Men aren't emotionless, and most can read woman better than some woman think. He feels embarrassed when it happens, because he's been taught since puberty that it's MANLY to go for hours while having sex. Pleasing that woman! He maybe has had really bad experience with partners in the past with it. 

NOW, you mentioned you get left frustrated. Don't think for a second that he can't see that. I could always see the frustration or disappointment in my partner's face when it happened. And if you weren't already feeling emasculated enough just from the experience, then you look in your partners face and you can see you let them down too. Now you don't feel like a man at all. It really can be a horrible feeling.

So in short, he probably doesn't think that sex is all what you say it is, because through no fault of you, his sexual experiences are BAD.

It's not that he "really doesn't love you" That's likely the furthest thing from the truth. He's probably thinking it's just better if he tries to avoid it. It will save him the embarrassment and save you the disappointment. He probably thinks that not having sex is the lesser of two evils.


----------



## onlylonelyone (Jan 26, 2009)

Ok, I definately get it. I guess he doesn't realize I could really have a lot of fun helping him with this problem. Also, on a really serious level I feel bad he can't seem to talk to me about it. I guess he is content with me blaming myself and thinking something is wrong with me. I am not saying this is definately the problem, but it sounds like it very well may be. So how do I go about talking to him about it, or do I at all? He is an old fashioned kind of guy, but also a really fun kinky side too when the mood strikes him. I used to be a single mom, worked 40 hrs a week, very independent. I am now a stay at home Mom, and kind of given up all my things in order to raise our daugher, and 3 teenagers both mine and his. I might add at his request I stay at home with them. They are growing fast, and I could get a p/t job, but he doesn't want me to. So this is the kind of man I am dealing with  He is a pilot (single engine)as a hobby, he owns his own business. He is very much about accomplishing his goals and interests in life, but doesn't seem to think much about me or my needs. How do you go at a guy like that with this conversation, lol? I know he is my husband, but obviously there is a definate barrier going on in our communication with each other.

Problem description
Extend the forum thread about a husband avoiding sex, beginning right after its last sentence. The records come from a separate source and have no connection to the forum thread.

[Image point grounding records]
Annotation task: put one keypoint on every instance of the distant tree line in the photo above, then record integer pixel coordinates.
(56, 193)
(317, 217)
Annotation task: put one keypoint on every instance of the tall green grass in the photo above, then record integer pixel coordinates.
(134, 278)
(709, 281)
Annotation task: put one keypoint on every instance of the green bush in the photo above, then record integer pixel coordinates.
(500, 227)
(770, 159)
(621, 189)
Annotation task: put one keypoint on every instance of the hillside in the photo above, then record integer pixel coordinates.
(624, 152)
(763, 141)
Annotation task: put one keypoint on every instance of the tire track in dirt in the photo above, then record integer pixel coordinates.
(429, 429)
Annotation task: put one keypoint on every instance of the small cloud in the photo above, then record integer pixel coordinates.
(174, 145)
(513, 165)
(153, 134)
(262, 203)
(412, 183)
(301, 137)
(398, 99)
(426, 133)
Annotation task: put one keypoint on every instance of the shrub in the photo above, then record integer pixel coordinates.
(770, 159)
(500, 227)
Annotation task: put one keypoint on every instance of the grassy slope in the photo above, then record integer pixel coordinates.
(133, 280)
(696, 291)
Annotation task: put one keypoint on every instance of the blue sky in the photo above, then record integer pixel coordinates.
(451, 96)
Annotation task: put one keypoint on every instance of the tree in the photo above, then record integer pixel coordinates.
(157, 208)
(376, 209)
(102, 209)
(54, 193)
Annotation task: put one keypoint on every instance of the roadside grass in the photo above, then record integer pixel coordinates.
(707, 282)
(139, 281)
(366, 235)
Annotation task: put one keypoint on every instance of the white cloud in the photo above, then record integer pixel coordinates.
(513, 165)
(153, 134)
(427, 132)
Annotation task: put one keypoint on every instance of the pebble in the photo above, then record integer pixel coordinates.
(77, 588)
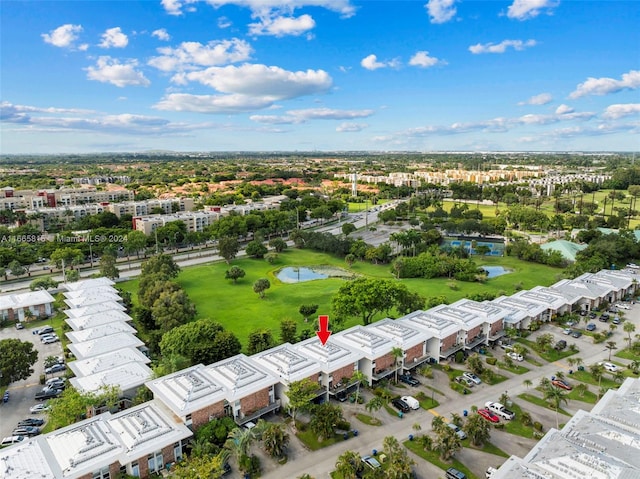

Result
----------



## GPR (Jan 3, 2009)

Again, who knows... I might have gotten you all worked up and this might not even be the problem....

But, It's difficult for men to talk about this. And he probably doesn't think you are blaming yourself, because he can't blame anyone BUT himself. 

Talking is difficult for him. Don't be afraid to let him stumble through some words or help him along. Try to help him get some confidence. And who knows, maybe there is a physical problem as well.


----------



## onlylonelyone (Jan 26, 2009)

Well, it is worth a conversation for sure. If that isn't the problem maybe he will discuss that with me instead. What kind of physical problems could he have with this problem? I am a little bit worried now, because he is horrible about going to the doctor too.


----------



## GPR (Jan 3, 2009)

As far as physical problems, it could be something like horomones or testosterone or something. 

Most times with this though its mental. 

Like I said, MarkTwain is better at some this than I am... but when you do get him into bed, there are a few things you can do.

But can I ask a few personal questions first?


----------



## onlylonelyone (Jan 26, 2009)

Sure, ask away.


----------



## sarah.rslp (Jan 2, 2009)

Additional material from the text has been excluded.